## begin Document passage
A Data Scientist's Guide to Data Structures & Algorithms, Part 1

By Kimberly Cook |Email | Sep 1, 2018 | 24003 Views

In data science, computer science and statistics converge. As data scientists, we use statistical principles to write code such that we can effectively explore the problem at hand.

This necessitates at least a basic understanding of data structures, algorithms, and time-space complexity so that we can program more efficiently and understand the tools that we use. With larger datasets, this becomes particularly important. The way that we write our code influences the speed at which our data is analyzed and conclusions can be reached accordingly. In this post, I will describe Big O notation as a method for describing time-space complexity and briefly go over some algorithms that relate to time complexity. In a later post, I will discuss algorithms that relate to space complexity.

Big O Notation
In programming, an algorithm is a process or set of rules to be followed in order to achieve a particular goal. An algorithm is characterized by its running time (run-time), whether in terms of space or time. As data scientists, we are interested in the most efficient algorithm so that we can optimize our workflow.

In computer science, Big O notation is used to describe how 'fast' an algorithm grows, by comparing the number of operations within the algorithm. This will be explained in further detail later on but for now, let's understand all of the formal notation.

Formal Notation
Big Ω: the best-case scenario. The Big Ω of an algorithm describes how quickly an algorithm can run under the best of circumstances.
Big O: the worst-case scenario. Typically, we are most concerned with the Big O time because we are interested in how slowly a given algorithm will run, at worst. How do we essentially make the 'worst-case' not as bad as it could be?
## end Document passage
## begin Supplied material
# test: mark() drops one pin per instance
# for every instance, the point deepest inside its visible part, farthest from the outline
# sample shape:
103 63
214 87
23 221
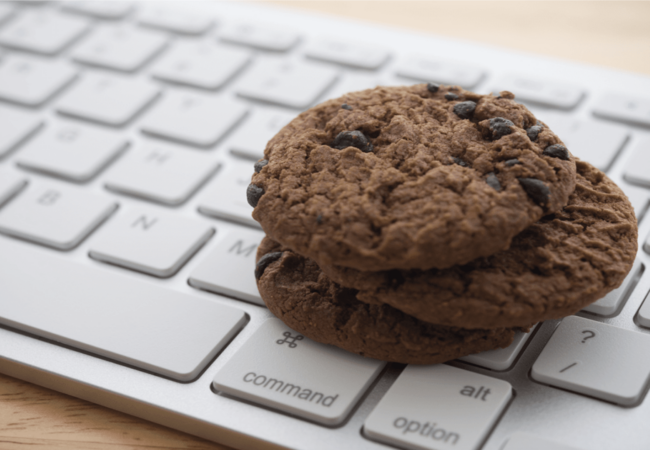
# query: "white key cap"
55 217
353 82
31 81
501 358
359 55
204 65
597 142
101 9
288 83
544 92
119 47
636 168
427 68
10 184
590 358
108 99
225 198
624 108
194 119
112 315
150 242
16 126
161 173
6 11
72 151
282 369
176 21
230 268
438 407
612 302
42 31
250 139
524 441
258 36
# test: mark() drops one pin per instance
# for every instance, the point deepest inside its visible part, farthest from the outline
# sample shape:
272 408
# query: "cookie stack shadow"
509 253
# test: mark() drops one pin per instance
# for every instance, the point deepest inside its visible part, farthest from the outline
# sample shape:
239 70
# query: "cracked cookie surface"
298 293
403 178
554 268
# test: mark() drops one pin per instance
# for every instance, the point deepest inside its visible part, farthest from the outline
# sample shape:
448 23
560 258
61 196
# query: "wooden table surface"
614 34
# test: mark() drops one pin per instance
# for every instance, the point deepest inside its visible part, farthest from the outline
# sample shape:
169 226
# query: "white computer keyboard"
128 134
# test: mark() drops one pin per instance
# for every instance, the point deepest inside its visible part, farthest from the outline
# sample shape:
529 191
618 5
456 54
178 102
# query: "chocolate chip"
459 161
464 110
432 87
493 182
259 165
264 262
352 139
557 151
533 131
536 190
253 194
500 127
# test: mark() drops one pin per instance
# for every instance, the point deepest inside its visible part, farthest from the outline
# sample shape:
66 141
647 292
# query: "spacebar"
109 314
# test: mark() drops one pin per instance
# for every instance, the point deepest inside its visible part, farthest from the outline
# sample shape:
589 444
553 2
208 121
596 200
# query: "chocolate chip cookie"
554 268
415 177
298 293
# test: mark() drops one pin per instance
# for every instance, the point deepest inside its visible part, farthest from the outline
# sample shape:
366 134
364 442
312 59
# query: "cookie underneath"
553 269
298 293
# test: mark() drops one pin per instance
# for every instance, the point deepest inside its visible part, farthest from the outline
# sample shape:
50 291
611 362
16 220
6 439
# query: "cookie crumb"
557 151
264 262
253 194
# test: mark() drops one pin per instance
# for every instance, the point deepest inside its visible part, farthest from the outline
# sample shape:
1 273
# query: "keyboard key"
282 369
230 268
585 356
597 142
31 81
108 99
202 65
55 217
501 358
524 441
119 47
612 302
431 69
438 407
100 9
42 31
249 141
353 82
10 184
288 83
150 242
74 152
358 55
636 167
624 108
122 318
161 173
16 127
176 21
262 37
225 198
195 119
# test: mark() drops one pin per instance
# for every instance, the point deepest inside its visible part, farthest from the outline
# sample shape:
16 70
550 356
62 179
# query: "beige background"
614 34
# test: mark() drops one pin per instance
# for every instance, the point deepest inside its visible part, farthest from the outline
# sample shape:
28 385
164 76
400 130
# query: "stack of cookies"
420 224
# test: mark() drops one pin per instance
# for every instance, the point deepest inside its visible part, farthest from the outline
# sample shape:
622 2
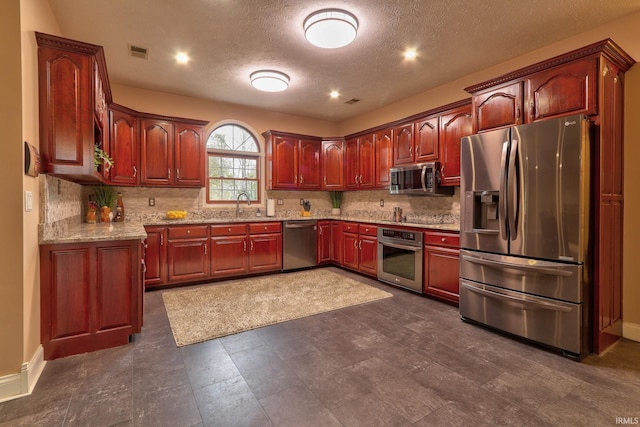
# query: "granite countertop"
77 233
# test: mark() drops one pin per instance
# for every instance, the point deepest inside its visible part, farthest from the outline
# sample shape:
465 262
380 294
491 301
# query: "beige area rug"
214 311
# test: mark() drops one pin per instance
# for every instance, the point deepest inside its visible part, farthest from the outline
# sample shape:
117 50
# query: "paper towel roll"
271 207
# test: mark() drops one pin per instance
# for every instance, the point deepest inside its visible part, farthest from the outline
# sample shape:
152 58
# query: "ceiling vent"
138 52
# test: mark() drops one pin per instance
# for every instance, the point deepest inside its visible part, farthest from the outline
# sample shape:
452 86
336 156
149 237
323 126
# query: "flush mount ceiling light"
269 80
330 28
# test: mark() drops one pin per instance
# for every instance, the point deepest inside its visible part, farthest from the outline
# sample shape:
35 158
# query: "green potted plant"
336 201
105 198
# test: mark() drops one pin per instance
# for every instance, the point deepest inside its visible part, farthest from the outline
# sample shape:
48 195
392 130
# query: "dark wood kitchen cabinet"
441 265
384 157
155 256
293 161
187 253
590 81
73 91
360 162
332 165
91 296
360 251
172 151
123 146
454 124
324 242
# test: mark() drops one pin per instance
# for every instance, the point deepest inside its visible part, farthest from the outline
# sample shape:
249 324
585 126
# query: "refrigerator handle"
512 188
502 199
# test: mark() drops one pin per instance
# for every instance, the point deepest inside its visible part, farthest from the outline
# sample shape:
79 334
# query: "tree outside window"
233 164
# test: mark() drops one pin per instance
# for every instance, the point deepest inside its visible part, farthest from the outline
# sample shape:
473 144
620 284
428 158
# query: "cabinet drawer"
228 230
188 232
442 239
368 230
265 227
350 227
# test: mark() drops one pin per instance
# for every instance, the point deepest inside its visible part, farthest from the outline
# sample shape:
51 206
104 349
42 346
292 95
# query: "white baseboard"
631 331
18 385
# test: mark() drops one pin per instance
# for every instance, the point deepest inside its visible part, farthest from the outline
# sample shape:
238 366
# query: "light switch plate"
28 201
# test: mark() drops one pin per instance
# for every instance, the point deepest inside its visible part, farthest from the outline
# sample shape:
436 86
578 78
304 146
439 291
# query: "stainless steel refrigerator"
524 232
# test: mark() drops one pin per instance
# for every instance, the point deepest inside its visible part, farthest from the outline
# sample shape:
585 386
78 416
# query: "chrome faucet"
245 194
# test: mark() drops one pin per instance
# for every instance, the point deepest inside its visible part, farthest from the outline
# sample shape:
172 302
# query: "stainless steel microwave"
422 179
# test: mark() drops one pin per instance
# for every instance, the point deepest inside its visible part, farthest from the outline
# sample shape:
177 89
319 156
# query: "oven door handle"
523 301
393 245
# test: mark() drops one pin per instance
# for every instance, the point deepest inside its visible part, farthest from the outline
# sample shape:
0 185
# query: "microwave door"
483 171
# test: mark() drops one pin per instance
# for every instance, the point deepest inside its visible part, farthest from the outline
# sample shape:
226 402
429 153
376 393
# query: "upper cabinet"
293 161
172 152
454 124
332 161
74 91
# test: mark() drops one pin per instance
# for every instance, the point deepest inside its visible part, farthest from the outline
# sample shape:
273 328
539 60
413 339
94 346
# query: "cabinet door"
189 154
562 90
155 257
123 148
498 107
309 165
351 163
188 260
453 126
426 140
265 252
285 162
324 242
403 144
332 165
441 278
66 112
384 157
368 247
350 250
337 242
229 255
156 152
367 161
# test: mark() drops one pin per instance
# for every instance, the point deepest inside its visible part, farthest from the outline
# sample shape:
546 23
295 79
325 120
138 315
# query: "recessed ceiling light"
269 80
330 28
182 58
410 54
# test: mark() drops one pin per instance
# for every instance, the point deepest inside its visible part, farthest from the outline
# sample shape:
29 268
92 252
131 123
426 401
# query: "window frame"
254 155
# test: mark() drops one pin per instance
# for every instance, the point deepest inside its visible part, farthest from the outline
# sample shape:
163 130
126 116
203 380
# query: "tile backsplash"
## end Supplied material
## [What to work on]
1) From the data structures guide, set down the passage starting with "In data science, computer" and going on through "problem at hand.".
2) Supply the next part of the data structures guide, picking up right after its last sentence.
The rows play no part in this work.

## [Answers for the tasks]
1)
In data science, computer science and statistics converge. As data scientists, we use statistical principles to write code such that we can effectively explore the problem at hand.

2)
Big θ: this can only be used to describe the run-time of an algorithm if the Big Ω and the Big O are the same. That is, the algorithm's run time is the same in both the best and worst cases.
Because we are most concerned with the Big O of an algorithm, the rest of this post will only focus on Big O.

How do we use Big O to describe an algorithm? Suppose you wish to search for someone's name in a phone book.

Phone books: before Google was a thing

What's the most straightforward way of finding this person? Well, you could go through every single name in the phone book until you find your target. This is known as a simple search.

If the phone book is very small, with only 10 names, this is a fairly fast process. But what if there are 1,000 names in the phone book?

At best, your target's name is at the front of the list and you only need to need to check the first item. At worst, your target's name is at the very end of the phone book and you will need to have searched all 1000 names. As the 'dataset' (or the phone book) increases in size, the maximum time it takes to run a simple search also linearly increases.

In this case, our algorithm is a simple search. Big O notation allows us to describe what our worst case is. Our worst case is that we will have to search through all elements (n) in the phone book. We can describe the run-time as:

O(n) where n: number of operations
Because the maximum number of operations is equal to the maximum number of elements in our phone book (you might need to search through them all to find your target's name), we say the Big O of a simple search is O(n). A simple search will never be slower than O(n) time.

Different Big O Run Times
Different algorithms have different run-times. That is, algorithms grow at different rates. The most common Big O run-times, from fastest to slowest, are:

  • O(log n): aka log time
  • O(n): aka linear time
  • O(n log n)
  • O(n²)
  • O(n!)

The Big O cheatsheet is also very useful for a quick graphical representation of the different run times and how they compare to each other.

A graphical representation of common Big O run times (credit: http://bigocheatsheet.com/)
In this post and its following post, I will describe common algorithms which are described by these different run-times.

Here are some principles that are important to understand before discussing some of the common algorithms.

Recursion: Recursion is when a function calls itself. Perhaps the quintessential example of recursion is in implementation of a factorial function:

def factorial(n):
    if n < 1:        #base case
        return 1
    else:             #recursive case
        return n * factorial(n-1)

The function is called within the function itself and will continue calling itself until the base case (in this case, when n is 1) is reached.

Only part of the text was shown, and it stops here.